Given text>
┄┄┄┄┄┄

Wood, erosion and seasons… David Nash’s art is rooted in our planet Earth. We met him in his home in Wales, where he’s hidden himself away in a former chapel. This is where he sculpts his life-size works with the help of a chainsaw and welding torch, watched by an audience of trees. “They look at me…”
David Nash was born in 1945 in Surrey, England. Today acknowledged as one of the most illustrious British exponents of Land Art, he works relentlessly with his material of choice, wood, to create installations or sculptures. While his creations are exhibited in museums all over the world, his largest formats have been created for the Yorkshire Sculpture Park in Wakefield, or his own home, in Blaenau Ffestiniog, Wales. Here, Nash resides in a former chapel, impressive in its dimensions and brightness. It houses some of his oldest pieces, which Nash is fond of reworking, attesting to a cyclical approach to time. This summer, David Nash’s work is being shown at the Fondation Fernet-Branca near Basel, while another exhibition has recently wrapped up at the Museum Lothar Fisher in Neumarkt, Germany. The Galerie Lelong which represents him in Paris is also unveiling his new works on paper until 13 July.
After you finished your studies, you decided to settle here, in this former church in Blaenau Ffestiniog. Why?
I bought it in 1968 for 200 pounds and as I didn’t have to work to earn money, I was able to devote myself to my art. But I taught in different schools from 1970 onwards, working with students experimenting with all types of mediums. For me, creativity is one and the same whatever the medium, and what I’d teach them in particular was to develop confidence in themselves, whether in painting, sculpture or video art.
You once said that if you’d been an artist in an earlier century, you’d have been a landscape artist. Is this because you’re deeply rooted to this land of Wales?

┄┄┄┄┄┄

Entries provided>
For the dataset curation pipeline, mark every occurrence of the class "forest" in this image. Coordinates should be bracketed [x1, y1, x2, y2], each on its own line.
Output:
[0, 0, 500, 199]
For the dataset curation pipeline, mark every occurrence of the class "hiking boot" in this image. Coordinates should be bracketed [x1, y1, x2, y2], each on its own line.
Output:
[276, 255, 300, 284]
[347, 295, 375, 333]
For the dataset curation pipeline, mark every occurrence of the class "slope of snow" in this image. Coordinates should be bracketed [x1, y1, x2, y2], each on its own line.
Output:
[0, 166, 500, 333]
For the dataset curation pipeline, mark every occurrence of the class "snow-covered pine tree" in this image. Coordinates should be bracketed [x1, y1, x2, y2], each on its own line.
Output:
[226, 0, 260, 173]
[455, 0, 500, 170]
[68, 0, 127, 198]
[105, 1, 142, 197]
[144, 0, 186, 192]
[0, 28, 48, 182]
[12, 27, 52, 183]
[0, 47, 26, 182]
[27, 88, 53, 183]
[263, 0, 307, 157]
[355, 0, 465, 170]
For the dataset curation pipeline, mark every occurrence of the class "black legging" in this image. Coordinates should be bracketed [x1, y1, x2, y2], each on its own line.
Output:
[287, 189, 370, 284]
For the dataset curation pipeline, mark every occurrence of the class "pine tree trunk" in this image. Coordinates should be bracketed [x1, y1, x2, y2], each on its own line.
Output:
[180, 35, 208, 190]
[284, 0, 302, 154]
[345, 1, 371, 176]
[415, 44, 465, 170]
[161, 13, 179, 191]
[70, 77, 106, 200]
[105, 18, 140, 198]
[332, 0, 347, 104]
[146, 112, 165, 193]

┄┄┄┄┄┄

Short exercise> Extend the David Nash interview past its final line. The material has no connection to the interview with David Nash.

Written reply>
Even if I experimented with many materials like glass, metal or plastic at the Chelsea School of Art, I found my path using wood, which I already put together as a child after picking pieces up during walks. My grandparents spent most of their lives here in Wales, and my father was born here. He felt very attached to this land. The language is different here, with its own syntax, grammar, and another way of thinking. When this chapel was still operating, it was Calvinistic Methodist, which was quite rare in the midst of many other Baptist, Canonist, Presbyterian congregations… but it also drew many people. In the 19th century, the town developed through the trade of slate, exported all over the British Empire. Before there were only a few farms, but when the factories opened, many workers came to live here. You could count up to 26 chapels in this little town! But even if my roots are here, I nonetheless like how I always feel a bit isolated here in Wales because I didn’t come here to be with people but to be an artist on retreat.
You’re surrounded by hills, forests and clearings. How has this environment fashioned your work?
After two years – the time needed for a space to become part of your body in an almost unconscious manner –, my practice really evolved. My working method is empirical; in other words, I start off from the wood, its form and nature, rather than trying to find a piece from a given idea. Wood is therefore my favoured material even if I started working with bronze ten years ago because I can afford to. This is also a reaction to climatic conditions – having produced sculptures to stand outside –, as my works haven’t always been made in the material best suited to staying outdoors for a very long time… I am keen on experimenting and like being surprised by the results of my own work. I observe the surfaces and reactions of wood. For example, I’ve wondered whether or not to stain it but staining didn’t work for me. So I restrict the use of colour – which I love – to drawings.
So your pieces are often produced in the middle of nature?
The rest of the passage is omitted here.